● INPUT MATERIAL:

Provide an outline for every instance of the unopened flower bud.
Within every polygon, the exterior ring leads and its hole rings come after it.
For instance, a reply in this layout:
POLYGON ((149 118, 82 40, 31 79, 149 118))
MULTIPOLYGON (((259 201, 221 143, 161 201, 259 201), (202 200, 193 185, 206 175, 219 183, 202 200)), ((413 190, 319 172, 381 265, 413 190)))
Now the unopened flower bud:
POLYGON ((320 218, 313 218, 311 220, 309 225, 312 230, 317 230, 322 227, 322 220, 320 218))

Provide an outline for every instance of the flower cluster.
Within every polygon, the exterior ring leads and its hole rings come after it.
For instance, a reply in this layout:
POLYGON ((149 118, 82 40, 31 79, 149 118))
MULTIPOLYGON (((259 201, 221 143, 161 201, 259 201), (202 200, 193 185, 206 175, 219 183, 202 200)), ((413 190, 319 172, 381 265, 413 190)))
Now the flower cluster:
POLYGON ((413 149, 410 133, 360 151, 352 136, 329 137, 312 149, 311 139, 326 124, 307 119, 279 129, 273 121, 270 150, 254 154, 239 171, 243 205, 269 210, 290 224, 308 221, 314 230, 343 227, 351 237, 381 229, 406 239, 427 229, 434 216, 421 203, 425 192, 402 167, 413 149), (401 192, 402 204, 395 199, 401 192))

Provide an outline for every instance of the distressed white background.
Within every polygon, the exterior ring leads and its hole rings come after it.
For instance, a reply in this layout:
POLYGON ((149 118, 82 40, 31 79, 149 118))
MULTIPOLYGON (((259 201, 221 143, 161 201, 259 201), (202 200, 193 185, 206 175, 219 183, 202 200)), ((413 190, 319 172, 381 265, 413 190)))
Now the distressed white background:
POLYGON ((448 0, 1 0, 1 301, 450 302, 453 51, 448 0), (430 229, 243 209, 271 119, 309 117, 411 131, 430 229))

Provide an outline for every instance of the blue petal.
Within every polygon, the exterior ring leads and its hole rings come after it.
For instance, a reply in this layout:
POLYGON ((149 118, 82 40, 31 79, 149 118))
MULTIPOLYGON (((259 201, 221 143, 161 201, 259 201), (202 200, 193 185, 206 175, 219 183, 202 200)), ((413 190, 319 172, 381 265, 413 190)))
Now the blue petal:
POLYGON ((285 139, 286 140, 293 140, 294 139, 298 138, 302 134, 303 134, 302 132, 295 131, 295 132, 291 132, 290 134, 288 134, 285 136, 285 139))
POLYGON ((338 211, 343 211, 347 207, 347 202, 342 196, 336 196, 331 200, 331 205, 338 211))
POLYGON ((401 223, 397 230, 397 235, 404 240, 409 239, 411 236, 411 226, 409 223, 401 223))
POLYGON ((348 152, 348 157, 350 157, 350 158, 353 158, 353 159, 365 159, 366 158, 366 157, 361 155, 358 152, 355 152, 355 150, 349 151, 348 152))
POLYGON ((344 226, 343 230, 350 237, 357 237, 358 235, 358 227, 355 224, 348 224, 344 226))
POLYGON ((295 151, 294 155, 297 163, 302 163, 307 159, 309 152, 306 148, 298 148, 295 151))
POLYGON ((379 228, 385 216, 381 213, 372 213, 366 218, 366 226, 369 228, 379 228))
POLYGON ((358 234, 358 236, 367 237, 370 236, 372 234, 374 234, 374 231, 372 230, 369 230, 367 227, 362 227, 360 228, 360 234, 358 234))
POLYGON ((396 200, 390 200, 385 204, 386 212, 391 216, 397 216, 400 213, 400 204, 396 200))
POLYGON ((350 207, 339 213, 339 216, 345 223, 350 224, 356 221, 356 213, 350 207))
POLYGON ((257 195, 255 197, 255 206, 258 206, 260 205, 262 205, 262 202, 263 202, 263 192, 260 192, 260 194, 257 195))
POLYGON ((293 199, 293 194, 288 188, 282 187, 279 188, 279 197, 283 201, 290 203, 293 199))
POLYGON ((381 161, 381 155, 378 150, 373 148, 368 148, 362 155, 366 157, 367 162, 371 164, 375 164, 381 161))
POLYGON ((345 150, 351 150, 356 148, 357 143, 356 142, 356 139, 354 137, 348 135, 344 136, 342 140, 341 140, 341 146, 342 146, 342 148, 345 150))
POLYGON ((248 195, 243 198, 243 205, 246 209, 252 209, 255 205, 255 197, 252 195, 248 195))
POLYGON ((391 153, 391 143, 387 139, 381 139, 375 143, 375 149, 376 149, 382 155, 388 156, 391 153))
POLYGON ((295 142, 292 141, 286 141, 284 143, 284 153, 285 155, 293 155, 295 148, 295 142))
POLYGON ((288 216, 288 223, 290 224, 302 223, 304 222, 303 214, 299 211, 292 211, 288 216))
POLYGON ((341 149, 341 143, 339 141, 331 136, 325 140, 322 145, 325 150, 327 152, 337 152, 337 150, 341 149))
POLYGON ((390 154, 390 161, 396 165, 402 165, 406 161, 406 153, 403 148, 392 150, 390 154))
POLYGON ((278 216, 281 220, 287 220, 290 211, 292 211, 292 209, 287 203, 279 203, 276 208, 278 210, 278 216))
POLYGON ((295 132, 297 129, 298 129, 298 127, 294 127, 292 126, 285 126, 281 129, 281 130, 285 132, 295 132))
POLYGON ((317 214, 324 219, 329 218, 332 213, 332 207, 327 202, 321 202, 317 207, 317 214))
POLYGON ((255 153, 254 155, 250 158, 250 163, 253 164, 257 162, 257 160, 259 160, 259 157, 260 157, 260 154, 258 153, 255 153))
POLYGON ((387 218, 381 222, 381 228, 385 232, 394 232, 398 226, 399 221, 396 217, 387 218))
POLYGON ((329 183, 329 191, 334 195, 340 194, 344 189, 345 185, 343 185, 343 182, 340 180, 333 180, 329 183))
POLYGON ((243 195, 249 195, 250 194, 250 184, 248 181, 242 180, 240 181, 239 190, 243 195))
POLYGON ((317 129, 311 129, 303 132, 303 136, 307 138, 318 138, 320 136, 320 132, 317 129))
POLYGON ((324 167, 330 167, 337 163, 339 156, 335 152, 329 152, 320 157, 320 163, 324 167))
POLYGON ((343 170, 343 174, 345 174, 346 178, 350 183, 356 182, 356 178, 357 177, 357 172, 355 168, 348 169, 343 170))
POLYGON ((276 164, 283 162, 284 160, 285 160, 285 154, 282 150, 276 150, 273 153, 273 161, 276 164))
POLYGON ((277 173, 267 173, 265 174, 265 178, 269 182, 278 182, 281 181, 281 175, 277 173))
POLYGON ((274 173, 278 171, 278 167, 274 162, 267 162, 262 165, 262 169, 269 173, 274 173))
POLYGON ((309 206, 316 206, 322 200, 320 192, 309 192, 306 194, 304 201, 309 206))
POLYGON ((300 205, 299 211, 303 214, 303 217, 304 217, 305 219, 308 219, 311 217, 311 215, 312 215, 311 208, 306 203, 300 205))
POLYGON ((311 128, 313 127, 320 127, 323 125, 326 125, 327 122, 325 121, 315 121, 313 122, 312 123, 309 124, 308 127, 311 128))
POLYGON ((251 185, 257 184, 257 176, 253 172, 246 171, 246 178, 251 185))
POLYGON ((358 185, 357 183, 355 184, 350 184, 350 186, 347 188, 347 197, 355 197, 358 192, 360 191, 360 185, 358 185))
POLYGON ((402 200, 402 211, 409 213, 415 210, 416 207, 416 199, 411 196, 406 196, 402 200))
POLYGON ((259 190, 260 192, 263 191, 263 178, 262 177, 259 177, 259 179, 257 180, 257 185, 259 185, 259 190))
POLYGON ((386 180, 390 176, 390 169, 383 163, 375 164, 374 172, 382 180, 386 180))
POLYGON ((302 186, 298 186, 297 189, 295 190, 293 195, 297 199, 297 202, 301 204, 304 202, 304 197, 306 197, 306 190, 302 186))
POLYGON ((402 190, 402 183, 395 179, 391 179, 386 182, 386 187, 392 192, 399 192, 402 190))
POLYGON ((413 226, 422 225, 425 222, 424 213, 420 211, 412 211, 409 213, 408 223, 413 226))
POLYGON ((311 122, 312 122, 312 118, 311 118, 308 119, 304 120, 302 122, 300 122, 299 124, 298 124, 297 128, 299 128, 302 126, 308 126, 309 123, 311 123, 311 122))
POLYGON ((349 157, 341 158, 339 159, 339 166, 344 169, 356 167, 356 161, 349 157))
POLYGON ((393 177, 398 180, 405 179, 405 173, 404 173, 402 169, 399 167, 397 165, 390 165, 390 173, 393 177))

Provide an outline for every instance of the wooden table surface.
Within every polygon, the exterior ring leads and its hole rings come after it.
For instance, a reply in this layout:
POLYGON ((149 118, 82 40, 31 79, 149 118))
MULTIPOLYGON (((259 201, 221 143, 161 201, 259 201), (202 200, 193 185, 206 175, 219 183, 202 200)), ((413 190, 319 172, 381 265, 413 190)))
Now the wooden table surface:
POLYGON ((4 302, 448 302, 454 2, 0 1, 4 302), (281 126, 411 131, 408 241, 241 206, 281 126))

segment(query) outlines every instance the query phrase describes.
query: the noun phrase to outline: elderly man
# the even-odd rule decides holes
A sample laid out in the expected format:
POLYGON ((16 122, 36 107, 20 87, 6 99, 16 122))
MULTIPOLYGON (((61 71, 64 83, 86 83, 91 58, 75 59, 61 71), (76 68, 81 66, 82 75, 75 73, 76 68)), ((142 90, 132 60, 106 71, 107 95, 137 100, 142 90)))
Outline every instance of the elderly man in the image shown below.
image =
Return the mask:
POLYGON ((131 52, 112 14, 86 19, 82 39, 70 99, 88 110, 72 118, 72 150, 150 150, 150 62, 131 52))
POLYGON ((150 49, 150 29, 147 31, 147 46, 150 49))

● REQUEST:
Set out the stretch of the records from the line containing "segment(query) outlines every" through the end of the records as a JSON list of strings, with one string per line and blank lines omitted.

● OUTPUT:
[
  "segment(query) outlines every instance the query phrase describes.",
  "query: the noun phrase to outline: elderly man",
  "# the even-odd rule decides holes",
  "A sample laid out in the expected format:",
  "POLYGON ((16 122, 36 107, 20 87, 6 99, 16 122))",
  "MULTIPOLYGON (((61 71, 64 83, 86 83, 91 58, 75 59, 61 71), (76 68, 81 66, 82 75, 75 73, 76 68)), ((142 90, 132 60, 106 71, 107 95, 137 100, 142 90)))",
  "Outline every instance of the elderly man in the image shown below.",
  "image =",
  "Return the mask:",
  "POLYGON ((131 52, 112 14, 86 19, 82 39, 70 99, 88 110, 72 118, 72 150, 150 150, 150 62, 131 52))",
  "POLYGON ((150 49, 150 29, 147 31, 147 46, 150 49))"
]